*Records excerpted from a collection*
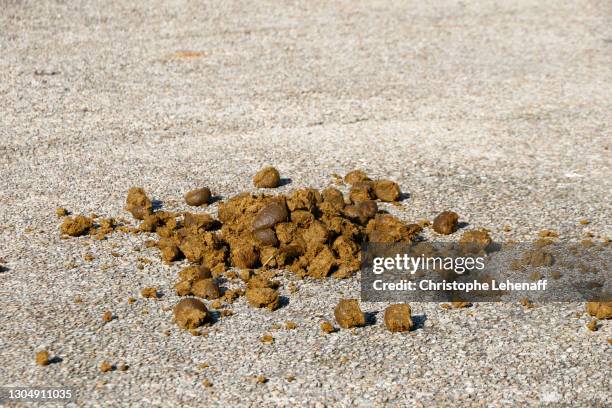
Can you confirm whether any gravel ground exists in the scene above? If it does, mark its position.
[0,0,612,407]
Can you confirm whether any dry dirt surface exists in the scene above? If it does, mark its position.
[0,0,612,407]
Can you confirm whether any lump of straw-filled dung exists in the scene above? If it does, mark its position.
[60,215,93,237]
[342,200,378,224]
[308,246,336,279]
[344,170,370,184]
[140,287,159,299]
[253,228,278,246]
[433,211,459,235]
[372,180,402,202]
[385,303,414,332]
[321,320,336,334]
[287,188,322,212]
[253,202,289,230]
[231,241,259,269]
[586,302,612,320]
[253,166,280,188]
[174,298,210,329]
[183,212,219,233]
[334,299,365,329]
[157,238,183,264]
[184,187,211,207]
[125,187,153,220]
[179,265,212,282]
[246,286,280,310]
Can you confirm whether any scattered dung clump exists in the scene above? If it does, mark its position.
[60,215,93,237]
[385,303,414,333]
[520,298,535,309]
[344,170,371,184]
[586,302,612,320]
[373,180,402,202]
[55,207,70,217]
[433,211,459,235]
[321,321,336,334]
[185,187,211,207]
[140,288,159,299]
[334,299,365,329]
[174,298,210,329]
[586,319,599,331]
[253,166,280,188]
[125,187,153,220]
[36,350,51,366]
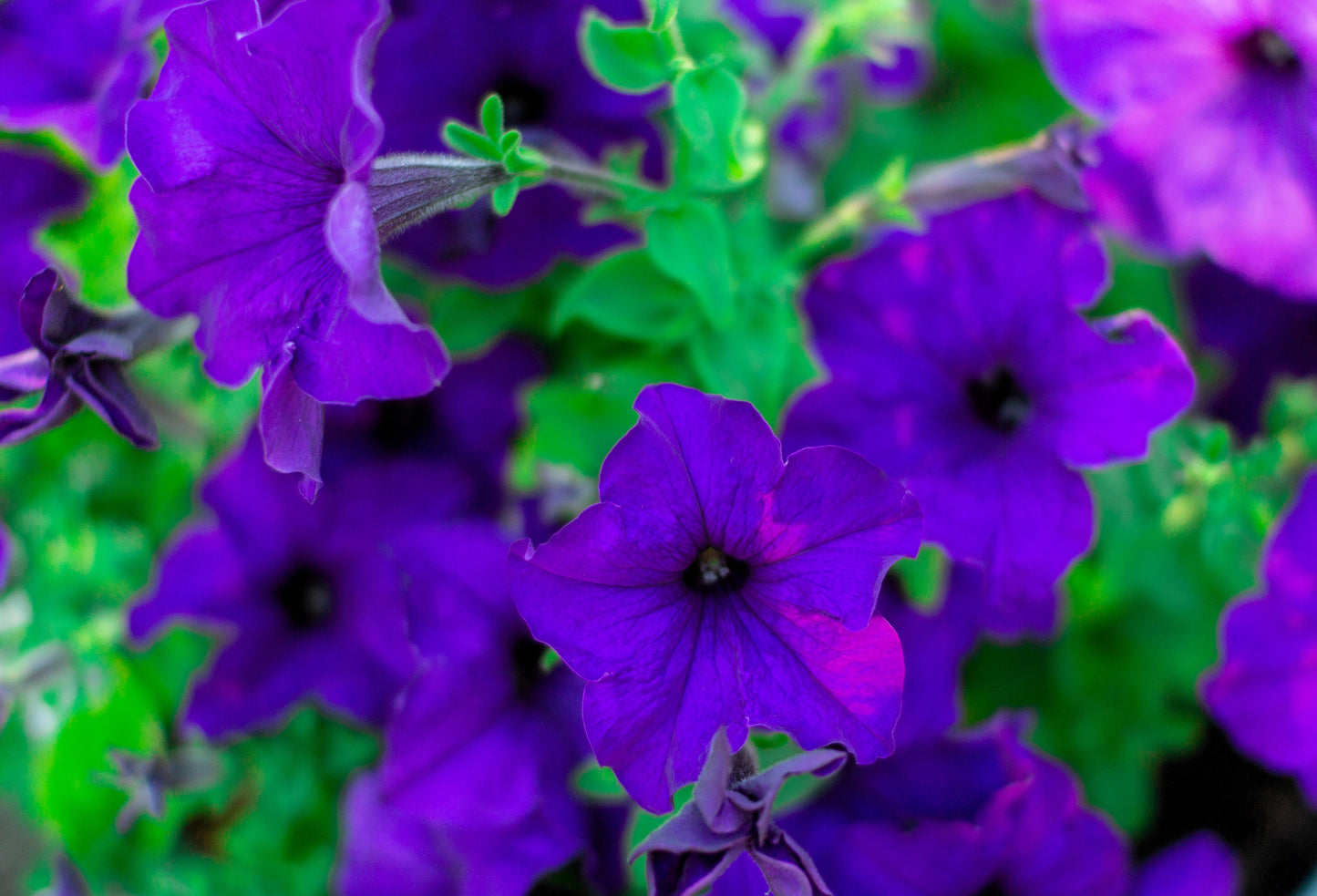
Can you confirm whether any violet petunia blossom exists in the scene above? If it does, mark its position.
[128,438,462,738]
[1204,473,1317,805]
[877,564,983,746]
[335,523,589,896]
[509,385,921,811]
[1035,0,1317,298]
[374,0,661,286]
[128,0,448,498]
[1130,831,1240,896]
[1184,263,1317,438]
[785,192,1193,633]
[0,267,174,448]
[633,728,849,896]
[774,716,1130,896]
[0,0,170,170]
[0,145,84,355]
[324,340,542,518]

==

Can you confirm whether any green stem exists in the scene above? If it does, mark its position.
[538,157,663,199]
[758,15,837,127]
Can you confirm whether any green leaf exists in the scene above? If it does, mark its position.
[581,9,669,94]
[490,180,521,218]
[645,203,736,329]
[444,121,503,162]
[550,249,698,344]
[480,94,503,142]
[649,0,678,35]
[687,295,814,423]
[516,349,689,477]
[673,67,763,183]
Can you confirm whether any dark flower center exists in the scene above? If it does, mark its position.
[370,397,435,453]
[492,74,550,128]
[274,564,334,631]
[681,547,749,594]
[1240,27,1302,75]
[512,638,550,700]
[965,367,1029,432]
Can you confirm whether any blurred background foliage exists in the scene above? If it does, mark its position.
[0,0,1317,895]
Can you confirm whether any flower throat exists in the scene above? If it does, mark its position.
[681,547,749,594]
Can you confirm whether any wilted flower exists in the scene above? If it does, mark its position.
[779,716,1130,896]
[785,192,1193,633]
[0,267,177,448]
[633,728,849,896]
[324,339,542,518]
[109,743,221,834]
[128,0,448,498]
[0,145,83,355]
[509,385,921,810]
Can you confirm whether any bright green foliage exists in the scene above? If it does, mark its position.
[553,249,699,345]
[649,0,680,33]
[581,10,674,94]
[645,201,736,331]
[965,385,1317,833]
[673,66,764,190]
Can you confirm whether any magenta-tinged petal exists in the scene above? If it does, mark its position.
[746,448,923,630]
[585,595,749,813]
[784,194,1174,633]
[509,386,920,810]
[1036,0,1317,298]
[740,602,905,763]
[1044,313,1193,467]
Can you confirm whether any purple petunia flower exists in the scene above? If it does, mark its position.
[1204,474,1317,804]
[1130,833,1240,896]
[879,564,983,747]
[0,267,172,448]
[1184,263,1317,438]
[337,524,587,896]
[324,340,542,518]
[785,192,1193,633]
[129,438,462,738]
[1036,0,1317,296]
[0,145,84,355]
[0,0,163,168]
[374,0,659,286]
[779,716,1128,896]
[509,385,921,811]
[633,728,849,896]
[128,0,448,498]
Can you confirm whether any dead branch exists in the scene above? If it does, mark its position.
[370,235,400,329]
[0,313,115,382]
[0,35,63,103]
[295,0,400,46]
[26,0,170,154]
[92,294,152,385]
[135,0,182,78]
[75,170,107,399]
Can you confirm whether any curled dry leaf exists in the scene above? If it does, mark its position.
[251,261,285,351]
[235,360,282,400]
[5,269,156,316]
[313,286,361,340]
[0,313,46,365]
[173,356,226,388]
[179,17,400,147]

*GOAL*
Repeat everything in the listing from the line containing "Can you confirm whether any green leaf" down to the line containing "[673,66,764,190]", with both of those lines included.

*RESPONSE*
Can you confirm whether any green leaf exists in the scene above? If it does, mark its position.
[581,9,669,94]
[490,180,521,218]
[645,203,736,329]
[444,121,503,162]
[550,249,698,344]
[480,94,503,142]
[649,0,678,35]
[687,295,814,423]
[516,349,689,477]
[673,67,763,183]
Can you confirm whether any dark flower center exists in the scene above? If it does, mark its position.
[370,397,435,453]
[492,74,550,128]
[274,564,334,631]
[681,547,749,594]
[1240,27,1302,75]
[512,638,550,700]
[965,367,1029,432]
Can you confirm whether any blurred background foliage exists in the scene above? If it does, mark its position.
[0,0,1317,895]
Can you confirm whether any flower throat exists in the scene above? If it does, mark its position.
[681,547,749,594]
Can you confirm whether any wilted flower exists in the scene above? If it does, mark its position.
[779,716,1130,896]
[785,192,1193,633]
[0,267,177,448]
[633,728,849,896]
[324,339,542,518]
[109,743,221,834]
[128,0,448,498]
[0,145,83,355]
[509,385,921,810]
Can you confirm whether any bright green foliage exists in the scene above? If it does, mark its position.
[553,249,699,345]
[649,0,680,33]
[581,10,674,94]
[645,201,736,331]
[965,385,1317,833]
[673,66,764,190]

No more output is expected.